--- START ---
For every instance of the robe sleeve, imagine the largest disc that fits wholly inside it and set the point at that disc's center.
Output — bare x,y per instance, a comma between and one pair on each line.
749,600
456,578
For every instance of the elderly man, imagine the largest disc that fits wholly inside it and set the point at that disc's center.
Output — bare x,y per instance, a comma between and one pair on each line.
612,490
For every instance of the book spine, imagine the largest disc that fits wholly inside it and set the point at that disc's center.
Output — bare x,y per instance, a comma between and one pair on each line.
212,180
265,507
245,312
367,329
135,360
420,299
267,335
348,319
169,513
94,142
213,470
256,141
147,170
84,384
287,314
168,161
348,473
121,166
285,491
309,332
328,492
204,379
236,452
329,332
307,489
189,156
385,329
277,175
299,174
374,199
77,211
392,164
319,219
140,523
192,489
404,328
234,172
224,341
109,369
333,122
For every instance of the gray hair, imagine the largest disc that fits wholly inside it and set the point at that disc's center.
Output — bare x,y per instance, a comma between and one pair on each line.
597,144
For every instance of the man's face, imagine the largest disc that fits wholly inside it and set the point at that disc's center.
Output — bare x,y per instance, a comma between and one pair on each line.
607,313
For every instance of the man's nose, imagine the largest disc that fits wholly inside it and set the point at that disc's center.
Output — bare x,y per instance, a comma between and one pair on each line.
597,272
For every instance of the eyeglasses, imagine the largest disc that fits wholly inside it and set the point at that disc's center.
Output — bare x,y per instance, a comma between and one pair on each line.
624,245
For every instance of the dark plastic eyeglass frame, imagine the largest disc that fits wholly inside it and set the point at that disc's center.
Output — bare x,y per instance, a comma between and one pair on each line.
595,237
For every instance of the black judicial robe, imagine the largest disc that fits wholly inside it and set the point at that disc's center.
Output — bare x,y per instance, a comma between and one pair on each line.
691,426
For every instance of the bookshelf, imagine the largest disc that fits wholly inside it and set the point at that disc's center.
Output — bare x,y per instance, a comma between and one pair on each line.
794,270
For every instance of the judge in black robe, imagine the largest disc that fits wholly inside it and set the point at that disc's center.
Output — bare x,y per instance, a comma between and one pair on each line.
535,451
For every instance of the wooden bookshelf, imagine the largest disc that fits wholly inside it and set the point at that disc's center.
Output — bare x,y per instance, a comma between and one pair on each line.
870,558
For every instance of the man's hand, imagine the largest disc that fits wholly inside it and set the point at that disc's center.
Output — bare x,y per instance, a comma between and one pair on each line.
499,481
--- END ---
Exactly as they appear above, transcribe the records in full.

**FINAL ANSWER**
For every instance of the robe sleeve, imagine the largest disc that fits wholly inside it and set the point at that disc's center.
Output — bare x,y per instance, a comma between and one pair on each line.
749,600
456,578
For every instance of the elderly man, imagine the largest disc that fits wholly inside it and set the point at that disc's center.
Output — bare x,y per instance, a comma between and one pair on each line.
612,490
For every instance of the book spine, imagine the largest disc that fits wholly inside it and set the point at that disc's center.
Output — bare x,y per instance, a comma between and one pair on each line.
212,180
265,507
245,312
367,329
135,360
420,299
267,335
348,319
169,513
94,142
213,470
256,141
147,170
84,384
287,314
168,161
348,473
121,166
285,491
309,332
328,492
204,379
236,452
329,332
307,489
189,156
385,329
277,175
299,174
374,199
77,211
392,164
319,219
140,523
192,489
404,328
234,172
224,341
109,369
333,122
For every instance of the gray hair, imagine the largest disc that fits wholly inside it and set the point at that disc's center.
Output — bare x,y per instance, a comma between and one pair on each line.
597,144
For every instance of the man's face, imagine the largest disc that fits wholly inside it and set the point at that disc's center.
Output — bare x,y per instance, a comma between and one pair on each line.
607,313
For every instance of the man's nose, imagine the largest disc that fits wholly inside it and set the point at that disc's center.
Output — bare x,y per instance, a comma between and one pair on each line.
597,272
For every instance of the eyeglasses, imagine the largest disc that fits wholly inside it and set the point at that disc's center.
Output — bare x,y per instance, a comma between and one pair on each line.
624,245
For every instance of the dark plastic eyeglass frame, imagine the largest disc that fits wholly inside it and set the point at that disc's center.
Output — bare x,y per instance, a comma between and one pair on each line.
595,237
For every instance of the black judicial robe, imagine the largest disc that fits wholly inside it and set the point at that disc's center.
Output — bare x,y per instance, a comma between and one pair on each line.
691,426
For every instance of the bookshelf, imagine the largest disc that fits wholly inside it and set the point at that disc's center.
Output — bare x,y per instance, a comma between and one pair on each line.
794,270
For every instance of the judge in black robe, imagine the largest disc that fits wholly inside it and set the point at that disc's center.
Output — bare x,y per instance, a comma between and one pair on each line.
535,451
For every instance of the wooden bookshelf, imagine the largest disc that fits wholly inside it and set the point at that disc's center.
Output — bare x,y per instance, a comma between and one pair on each line.
870,558
For every instance of the man's hand, imagine the largest disc that fits wholly inside it and set the point at that disc's center.
Output — bare x,y per instance, a comma between and one pair on each line.
499,481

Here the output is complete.